WRITTEN TASK:
Copy out all of the lines below word for word, leaving the pictures out of your answer.

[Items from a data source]
+ + + +

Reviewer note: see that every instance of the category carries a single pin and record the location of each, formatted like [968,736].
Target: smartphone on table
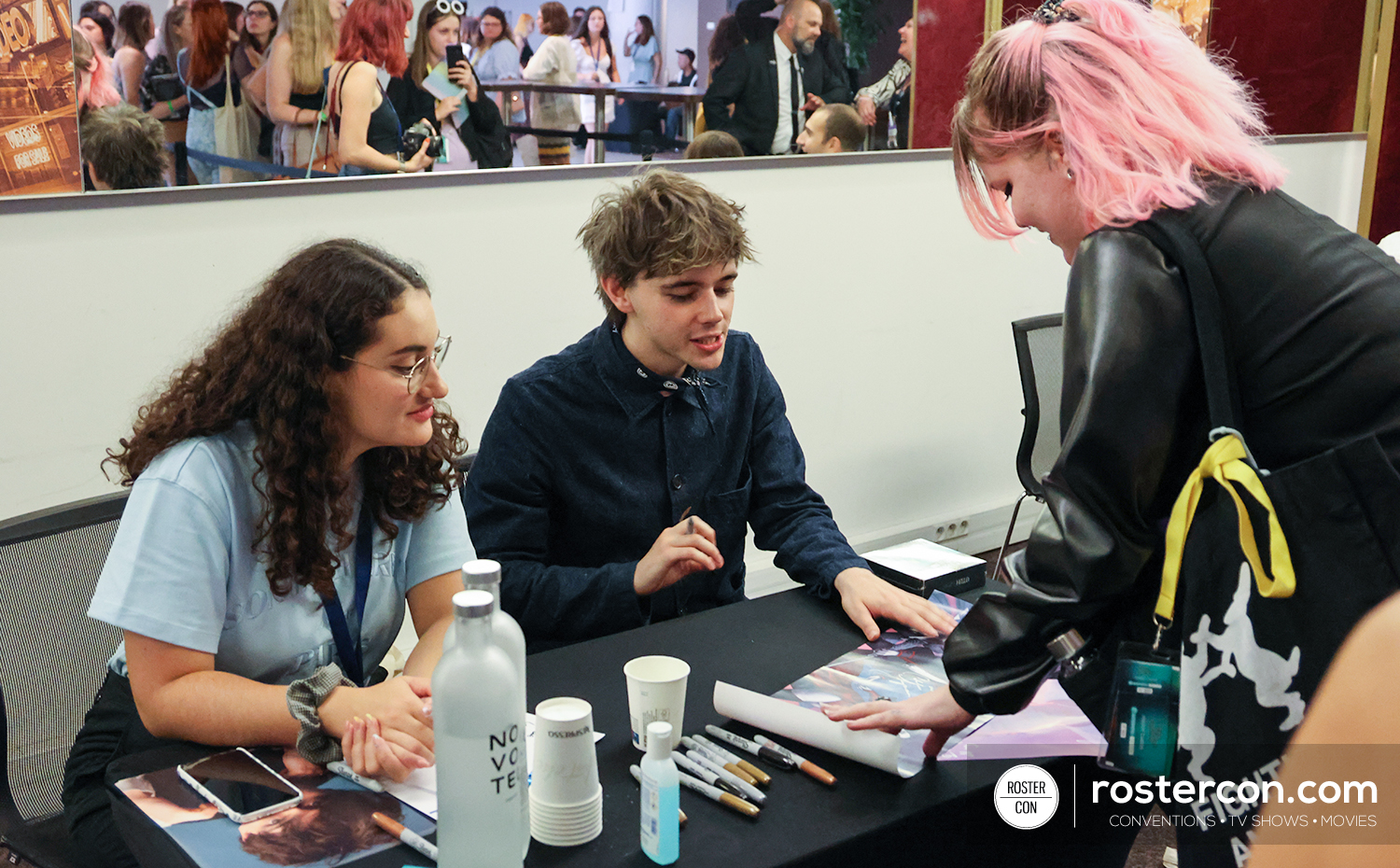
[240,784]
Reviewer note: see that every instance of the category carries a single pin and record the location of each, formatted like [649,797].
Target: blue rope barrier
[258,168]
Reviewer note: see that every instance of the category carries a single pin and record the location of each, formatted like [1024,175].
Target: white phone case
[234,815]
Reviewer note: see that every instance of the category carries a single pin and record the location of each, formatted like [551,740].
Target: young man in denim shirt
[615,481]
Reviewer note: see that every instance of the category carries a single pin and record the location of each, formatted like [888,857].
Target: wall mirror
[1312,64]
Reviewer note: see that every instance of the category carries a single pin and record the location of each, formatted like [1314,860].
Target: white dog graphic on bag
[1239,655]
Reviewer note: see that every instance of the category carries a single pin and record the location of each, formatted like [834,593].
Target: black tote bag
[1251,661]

+ + + +

SOLUTION TO THE EXERCISE:
Reviewer note: see that every instance of the category carries a single pin and record the location of each, formatted like [968,736].
Target: smartphone on table
[240,784]
Reviewer note: see that every instance of the category carries a single pin and record the location of each, formatted like [649,797].
Target: blue rope barrier
[258,168]
Reviewer note: see that every instance of the category carries a single pin and record the location of each, formatted like [1024,175].
Target: white phone case
[234,815]
Reviewer note: see that every instance of the category carries a single pin and record the location of each, formatted like [551,740].
Target: young man in denim shirt
[615,481]
Reviewer note: see that every instance of the category carries a single pin and record the location of each, formatted like [888,857].
Target: wall mirror
[1312,64]
Reviewer note: see that every instance of the category carries a single pin and record the location of each, formatted like [1314,860].
Target: white dog graphic on bag
[1239,655]
Reviewer note: see that every instance of the category carries a single pin and record the location of each, formatted like [834,593].
Target: black tote bag
[1251,661]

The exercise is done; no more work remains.